Image point annotation entries
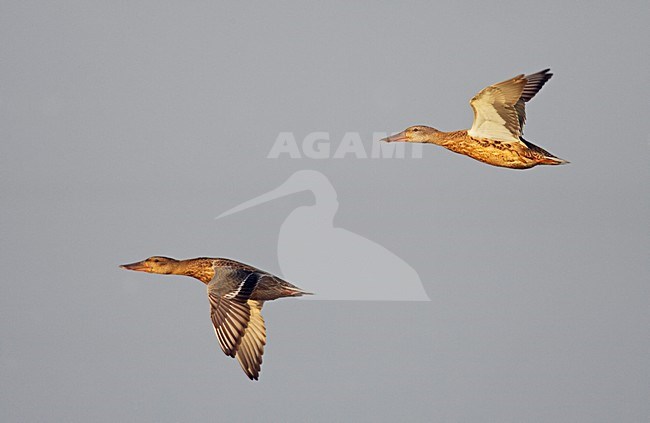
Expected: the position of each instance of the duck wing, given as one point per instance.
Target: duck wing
(500, 111)
(237, 320)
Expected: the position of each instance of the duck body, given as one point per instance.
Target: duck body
(513, 155)
(236, 292)
(495, 137)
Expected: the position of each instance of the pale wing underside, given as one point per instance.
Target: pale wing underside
(499, 110)
(239, 326)
(250, 351)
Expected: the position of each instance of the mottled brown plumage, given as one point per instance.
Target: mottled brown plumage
(237, 293)
(495, 137)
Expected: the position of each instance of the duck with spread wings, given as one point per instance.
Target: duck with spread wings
(236, 292)
(495, 137)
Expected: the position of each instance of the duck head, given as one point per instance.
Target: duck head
(418, 133)
(155, 264)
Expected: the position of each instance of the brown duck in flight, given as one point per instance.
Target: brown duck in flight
(236, 292)
(495, 136)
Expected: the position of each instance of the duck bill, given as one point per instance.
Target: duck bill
(401, 137)
(140, 266)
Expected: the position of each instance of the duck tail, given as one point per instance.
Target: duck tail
(547, 158)
(553, 161)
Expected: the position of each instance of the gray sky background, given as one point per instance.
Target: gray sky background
(126, 128)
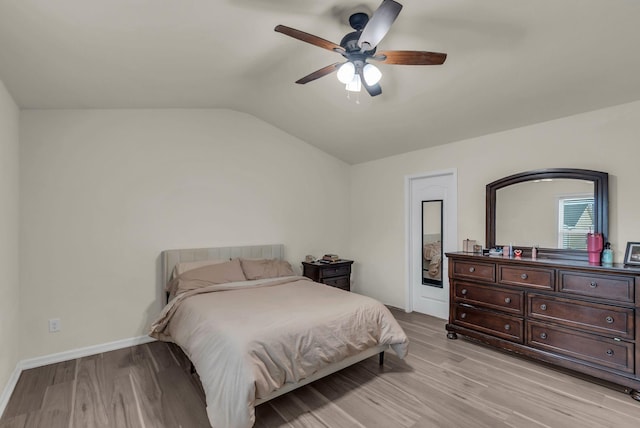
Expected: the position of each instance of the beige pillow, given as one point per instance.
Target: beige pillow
(266, 268)
(218, 273)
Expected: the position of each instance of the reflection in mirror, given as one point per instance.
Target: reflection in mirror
(548, 213)
(432, 243)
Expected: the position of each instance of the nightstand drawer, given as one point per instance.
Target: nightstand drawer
(338, 281)
(608, 287)
(337, 274)
(331, 271)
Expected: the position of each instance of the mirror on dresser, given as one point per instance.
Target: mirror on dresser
(552, 209)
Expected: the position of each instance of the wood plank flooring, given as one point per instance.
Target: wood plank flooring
(442, 383)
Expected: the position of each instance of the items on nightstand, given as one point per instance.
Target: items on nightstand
(607, 254)
(468, 244)
(594, 247)
(336, 274)
(331, 257)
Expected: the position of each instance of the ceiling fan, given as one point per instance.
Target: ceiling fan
(359, 46)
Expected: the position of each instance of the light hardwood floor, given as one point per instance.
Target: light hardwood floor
(442, 383)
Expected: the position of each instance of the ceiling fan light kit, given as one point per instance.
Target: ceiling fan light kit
(360, 46)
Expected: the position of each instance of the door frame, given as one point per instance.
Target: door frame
(452, 203)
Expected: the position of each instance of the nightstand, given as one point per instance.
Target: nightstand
(337, 274)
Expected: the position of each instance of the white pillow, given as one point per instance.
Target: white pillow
(182, 267)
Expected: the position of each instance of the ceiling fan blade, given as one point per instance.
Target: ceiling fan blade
(373, 90)
(319, 73)
(309, 38)
(379, 24)
(411, 57)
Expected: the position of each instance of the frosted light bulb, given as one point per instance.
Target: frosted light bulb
(346, 72)
(371, 74)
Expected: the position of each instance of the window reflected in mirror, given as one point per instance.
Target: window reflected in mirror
(551, 213)
(432, 243)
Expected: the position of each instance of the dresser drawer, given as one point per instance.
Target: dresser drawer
(598, 318)
(501, 325)
(471, 270)
(610, 287)
(339, 282)
(526, 277)
(491, 297)
(328, 272)
(606, 352)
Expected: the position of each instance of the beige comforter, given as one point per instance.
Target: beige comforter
(247, 339)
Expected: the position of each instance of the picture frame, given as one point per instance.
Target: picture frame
(632, 254)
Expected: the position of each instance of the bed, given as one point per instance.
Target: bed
(254, 330)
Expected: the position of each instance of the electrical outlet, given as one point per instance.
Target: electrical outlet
(54, 325)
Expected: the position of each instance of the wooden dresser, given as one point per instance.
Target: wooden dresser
(336, 274)
(571, 314)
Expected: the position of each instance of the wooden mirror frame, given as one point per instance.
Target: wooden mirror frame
(600, 198)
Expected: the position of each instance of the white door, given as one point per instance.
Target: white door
(439, 185)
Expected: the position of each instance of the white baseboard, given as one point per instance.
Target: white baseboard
(64, 356)
(8, 390)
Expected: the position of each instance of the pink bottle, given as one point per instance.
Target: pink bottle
(594, 246)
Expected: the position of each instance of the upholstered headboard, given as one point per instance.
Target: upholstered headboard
(171, 257)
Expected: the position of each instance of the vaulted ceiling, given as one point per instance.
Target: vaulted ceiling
(510, 63)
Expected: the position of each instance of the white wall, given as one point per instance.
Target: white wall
(104, 191)
(9, 221)
(604, 140)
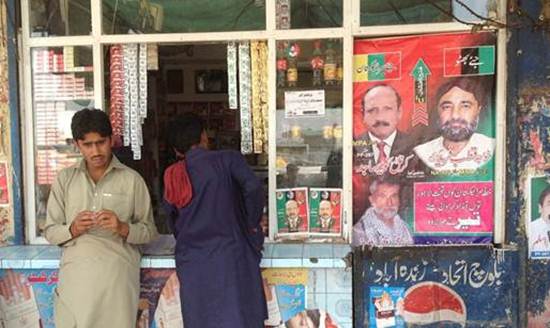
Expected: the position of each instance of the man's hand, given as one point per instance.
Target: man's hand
(82, 223)
(107, 219)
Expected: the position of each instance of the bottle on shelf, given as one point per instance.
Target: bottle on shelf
(317, 64)
(292, 71)
(339, 65)
(282, 65)
(330, 64)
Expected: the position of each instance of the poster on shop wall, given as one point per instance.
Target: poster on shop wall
(292, 212)
(424, 139)
(538, 222)
(26, 298)
(325, 211)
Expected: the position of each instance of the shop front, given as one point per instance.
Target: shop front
(376, 128)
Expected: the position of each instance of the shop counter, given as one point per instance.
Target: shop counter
(275, 256)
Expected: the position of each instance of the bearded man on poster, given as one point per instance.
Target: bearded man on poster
(460, 147)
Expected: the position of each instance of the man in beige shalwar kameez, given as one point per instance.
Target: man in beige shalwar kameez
(98, 211)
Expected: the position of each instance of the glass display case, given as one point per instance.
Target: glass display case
(309, 143)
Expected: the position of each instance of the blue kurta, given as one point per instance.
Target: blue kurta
(219, 241)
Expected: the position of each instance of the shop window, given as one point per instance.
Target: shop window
(62, 83)
(295, 14)
(190, 78)
(59, 18)
(168, 16)
(309, 138)
(394, 12)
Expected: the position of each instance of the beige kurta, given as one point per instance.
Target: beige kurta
(99, 271)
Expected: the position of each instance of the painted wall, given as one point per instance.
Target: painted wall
(293, 295)
(529, 153)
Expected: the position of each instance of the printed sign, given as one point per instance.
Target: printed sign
(304, 103)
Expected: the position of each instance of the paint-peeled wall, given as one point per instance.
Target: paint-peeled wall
(7, 229)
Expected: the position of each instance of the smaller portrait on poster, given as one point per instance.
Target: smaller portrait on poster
(292, 210)
(285, 291)
(312, 318)
(26, 296)
(325, 211)
(381, 224)
(159, 304)
(383, 306)
(538, 227)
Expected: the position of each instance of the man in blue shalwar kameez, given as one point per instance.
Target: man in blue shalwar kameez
(215, 204)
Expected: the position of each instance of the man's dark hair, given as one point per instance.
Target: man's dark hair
(380, 85)
(543, 195)
(90, 120)
(184, 131)
(476, 86)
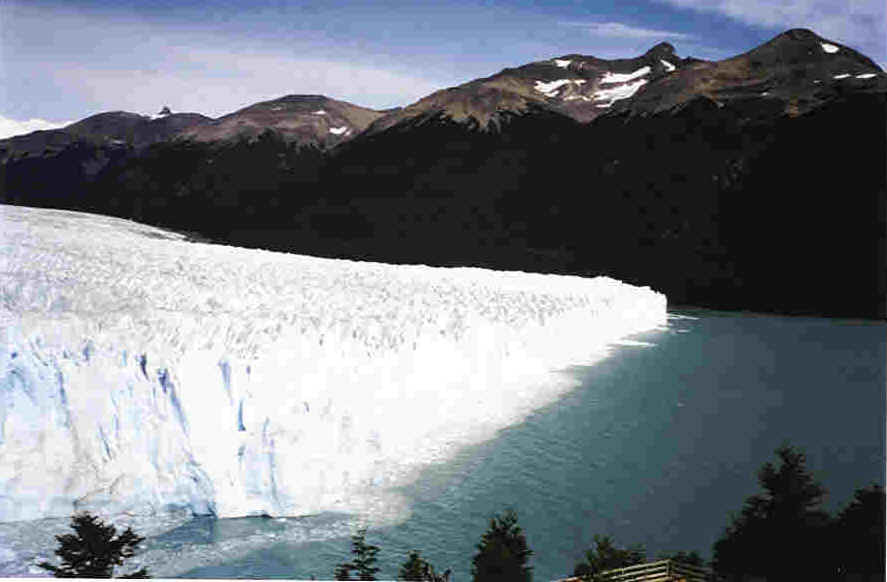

**REQUEST**
Identify every line of the material above that contains the string "smaller", and copy each of those lines; case counts.

**FINAL RESULT**
Expected: the position of each instance of the smaller portrait on poster, given as one point per instance.
Target: smaller portrait on poster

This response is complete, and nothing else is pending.